# Dataset extract:
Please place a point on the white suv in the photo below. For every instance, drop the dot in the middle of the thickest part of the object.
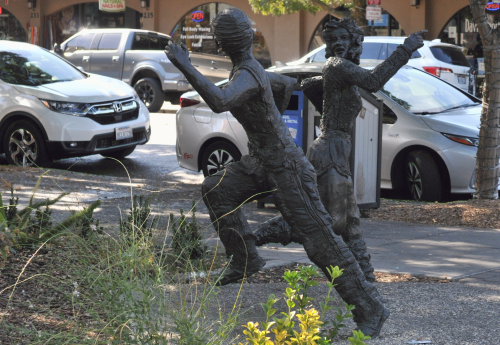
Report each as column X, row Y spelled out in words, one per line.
column 443, row 60
column 49, row 109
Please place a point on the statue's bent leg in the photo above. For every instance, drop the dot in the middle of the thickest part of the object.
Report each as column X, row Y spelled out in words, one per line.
column 223, row 194
column 337, row 195
column 297, row 198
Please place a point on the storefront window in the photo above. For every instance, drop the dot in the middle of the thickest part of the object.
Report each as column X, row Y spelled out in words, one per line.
column 195, row 32
column 10, row 28
column 387, row 26
column 67, row 22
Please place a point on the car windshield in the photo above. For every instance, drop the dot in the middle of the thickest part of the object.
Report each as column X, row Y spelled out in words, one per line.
column 421, row 93
column 35, row 66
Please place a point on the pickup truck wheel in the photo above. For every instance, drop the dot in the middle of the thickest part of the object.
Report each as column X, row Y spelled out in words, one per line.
column 120, row 154
column 217, row 156
column 150, row 93
column 24, row 145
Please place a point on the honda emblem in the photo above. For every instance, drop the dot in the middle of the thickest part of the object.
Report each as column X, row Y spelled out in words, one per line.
column 117, row 106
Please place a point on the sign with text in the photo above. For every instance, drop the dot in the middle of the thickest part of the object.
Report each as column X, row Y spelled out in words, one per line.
column 198, row 16
column 112, row 5
column 373, row 13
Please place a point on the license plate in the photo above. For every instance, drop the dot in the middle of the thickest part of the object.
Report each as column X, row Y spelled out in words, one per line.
column 124, row 133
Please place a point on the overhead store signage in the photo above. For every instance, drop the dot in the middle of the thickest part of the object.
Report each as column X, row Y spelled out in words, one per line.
column 373, row 13
column 112, row 5
column 197, row 16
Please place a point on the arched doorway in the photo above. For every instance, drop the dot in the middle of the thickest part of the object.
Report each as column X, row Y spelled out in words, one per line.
column 65, row 23
column 387, row 26
column 11, row 28
column 195, row 32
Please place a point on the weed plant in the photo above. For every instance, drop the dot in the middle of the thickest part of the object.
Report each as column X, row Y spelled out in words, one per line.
column 116, row 289
column 186, row 237
column 284, row 329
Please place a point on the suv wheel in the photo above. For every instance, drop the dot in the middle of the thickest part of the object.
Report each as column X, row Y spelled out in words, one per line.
column 422, row 177
column 217, row 156
column 120, row 154
column 150, row 93
column 24, row 145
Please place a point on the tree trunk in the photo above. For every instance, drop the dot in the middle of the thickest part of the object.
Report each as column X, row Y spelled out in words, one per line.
column 329, row 9
column 487, row 169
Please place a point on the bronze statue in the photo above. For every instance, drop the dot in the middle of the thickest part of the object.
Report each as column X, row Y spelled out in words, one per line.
column 274, row 163
column 335, row 95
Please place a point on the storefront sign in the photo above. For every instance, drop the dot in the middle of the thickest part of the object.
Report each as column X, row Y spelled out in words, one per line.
column 112, row 5
column 373, row 13
column 197, row 16
column 384, row 21
column 452, row 31
column 491, row 6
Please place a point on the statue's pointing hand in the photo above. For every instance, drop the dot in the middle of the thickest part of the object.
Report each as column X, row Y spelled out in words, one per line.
column 177, row 54
column 415, row 40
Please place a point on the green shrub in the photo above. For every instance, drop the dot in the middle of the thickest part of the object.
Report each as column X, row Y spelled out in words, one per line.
column 19, row 230
column 310, row 323
column 139, row 224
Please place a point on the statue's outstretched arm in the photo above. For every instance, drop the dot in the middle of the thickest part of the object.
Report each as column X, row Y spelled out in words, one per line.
column 237, row 91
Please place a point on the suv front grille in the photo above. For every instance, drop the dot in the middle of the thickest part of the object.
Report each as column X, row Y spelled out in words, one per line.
column 115, row 112
column 109, row 142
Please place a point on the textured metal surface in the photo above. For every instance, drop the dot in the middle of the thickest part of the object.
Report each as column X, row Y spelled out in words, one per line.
column 275, row 164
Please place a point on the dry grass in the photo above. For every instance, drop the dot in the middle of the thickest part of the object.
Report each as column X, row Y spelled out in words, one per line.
column 471, row 213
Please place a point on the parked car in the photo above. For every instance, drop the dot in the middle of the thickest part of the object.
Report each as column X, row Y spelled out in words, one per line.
column 137, row 57
column 49, row 109
column 429, row 136
column 446, row 61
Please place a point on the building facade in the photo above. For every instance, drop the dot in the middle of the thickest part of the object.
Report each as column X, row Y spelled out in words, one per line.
column 284, row 38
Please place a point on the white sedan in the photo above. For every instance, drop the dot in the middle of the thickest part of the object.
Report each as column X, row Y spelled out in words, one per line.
column 429, row 133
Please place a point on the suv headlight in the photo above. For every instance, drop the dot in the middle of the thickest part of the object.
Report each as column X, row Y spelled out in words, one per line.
column 75, row 109
column 469, row 141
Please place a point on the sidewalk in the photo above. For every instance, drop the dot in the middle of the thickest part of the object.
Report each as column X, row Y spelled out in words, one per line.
column 465, row 311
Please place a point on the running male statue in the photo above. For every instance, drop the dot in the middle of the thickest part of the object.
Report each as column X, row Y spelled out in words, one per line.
column 335, row 95
column 274, row 163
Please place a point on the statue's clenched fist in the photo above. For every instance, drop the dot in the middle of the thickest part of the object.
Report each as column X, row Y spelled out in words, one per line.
column 177, row 54
column 415, row 40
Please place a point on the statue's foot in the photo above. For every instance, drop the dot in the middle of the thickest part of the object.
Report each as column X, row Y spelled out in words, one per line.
column 373, row 325
column 233, row 274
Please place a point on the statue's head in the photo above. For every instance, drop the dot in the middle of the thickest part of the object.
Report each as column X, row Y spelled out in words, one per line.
column 233, row 31
column 343, row 39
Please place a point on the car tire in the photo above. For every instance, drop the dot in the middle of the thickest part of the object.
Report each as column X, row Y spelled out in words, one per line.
column 422, row 176
column 150, row 93
column 120, row 154
column 217, row 155
column 24, row 145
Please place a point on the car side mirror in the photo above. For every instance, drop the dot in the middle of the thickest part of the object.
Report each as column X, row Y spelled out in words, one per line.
column 57, row 49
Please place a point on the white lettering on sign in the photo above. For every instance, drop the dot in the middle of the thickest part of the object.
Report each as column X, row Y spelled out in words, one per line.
column 195, row 29
column 373, row 13
column 471, row 27
column 452, row 31
column 112, row 5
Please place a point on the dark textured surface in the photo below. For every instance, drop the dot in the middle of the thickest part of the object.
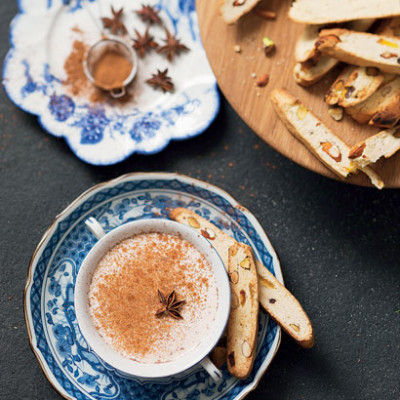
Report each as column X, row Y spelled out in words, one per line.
column 338, row 245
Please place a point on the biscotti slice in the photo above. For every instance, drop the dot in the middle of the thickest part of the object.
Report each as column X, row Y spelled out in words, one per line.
column 310, row 71
column 382, row 108
column 354, row 85
column 389, row 27
column 383, row 144
column 360, row 48
column 284, row 308
column 307, row 128
column 305, row 46
column 241, row 340
column 335, row 11
column 315, row 67
column 232, row 10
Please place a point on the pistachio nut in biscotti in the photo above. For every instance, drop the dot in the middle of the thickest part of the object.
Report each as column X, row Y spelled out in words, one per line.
column 382, row 108
column 232, row 10
column 360, row 48
column 275, row 299
column 313, row 66
column 335, row 11
column 305, row 46
column 243, row 318
column 354, row 85
column 317, row 137
column 369, row 151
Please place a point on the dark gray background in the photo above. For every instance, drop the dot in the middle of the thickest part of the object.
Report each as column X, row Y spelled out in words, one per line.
column 338, row 245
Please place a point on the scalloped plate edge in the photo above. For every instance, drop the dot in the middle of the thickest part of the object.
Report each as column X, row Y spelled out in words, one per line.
column 135, row 176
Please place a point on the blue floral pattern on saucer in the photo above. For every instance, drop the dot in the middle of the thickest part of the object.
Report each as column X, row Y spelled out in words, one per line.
column 104, row 132
column 74, row 370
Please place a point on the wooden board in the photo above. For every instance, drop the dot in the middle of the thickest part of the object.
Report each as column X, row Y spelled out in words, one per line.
column 234, row 74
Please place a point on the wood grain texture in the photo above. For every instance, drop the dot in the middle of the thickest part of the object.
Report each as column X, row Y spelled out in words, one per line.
column 234, row 74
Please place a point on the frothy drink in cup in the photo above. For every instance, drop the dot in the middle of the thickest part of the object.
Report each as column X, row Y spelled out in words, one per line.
column 153, row 297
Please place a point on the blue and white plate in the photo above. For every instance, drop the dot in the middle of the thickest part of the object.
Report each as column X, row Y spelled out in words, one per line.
column 42, row 36
column 66, row 359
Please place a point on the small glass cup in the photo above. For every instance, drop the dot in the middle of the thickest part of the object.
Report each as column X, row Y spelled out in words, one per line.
column 97, row 50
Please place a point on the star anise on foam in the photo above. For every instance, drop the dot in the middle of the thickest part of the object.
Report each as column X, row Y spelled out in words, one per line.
column 115, row 24
column 172, row 47
column 161, row 80
column 149, row 14
column 144, row 43
column 170, row 305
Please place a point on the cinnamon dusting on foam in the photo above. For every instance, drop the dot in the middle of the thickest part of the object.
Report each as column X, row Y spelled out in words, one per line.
column 123, row 297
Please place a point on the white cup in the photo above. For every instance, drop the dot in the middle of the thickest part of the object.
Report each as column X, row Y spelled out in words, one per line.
column 128, row 367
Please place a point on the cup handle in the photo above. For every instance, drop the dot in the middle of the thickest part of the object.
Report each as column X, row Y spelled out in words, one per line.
column 95, row 227
column 117, row 93
column 212, row 370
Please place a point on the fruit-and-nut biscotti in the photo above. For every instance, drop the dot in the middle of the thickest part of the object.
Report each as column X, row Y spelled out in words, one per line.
column 322, row 142
column 276, row 300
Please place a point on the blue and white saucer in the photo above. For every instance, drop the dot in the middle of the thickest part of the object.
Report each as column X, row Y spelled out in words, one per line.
column 67, row 361
column 42, row 37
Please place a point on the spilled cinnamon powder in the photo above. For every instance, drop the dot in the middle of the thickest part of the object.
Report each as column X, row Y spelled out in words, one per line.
column 76, row 78
column 124, row 300
column 111, row 70
column 77, row 82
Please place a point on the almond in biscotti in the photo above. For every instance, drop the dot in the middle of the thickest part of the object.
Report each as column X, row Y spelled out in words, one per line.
column 243, row 319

# Your assignment:
How many lines in the entries contain the string "below"? Answer with the number only.

# Solution for this exercise:
2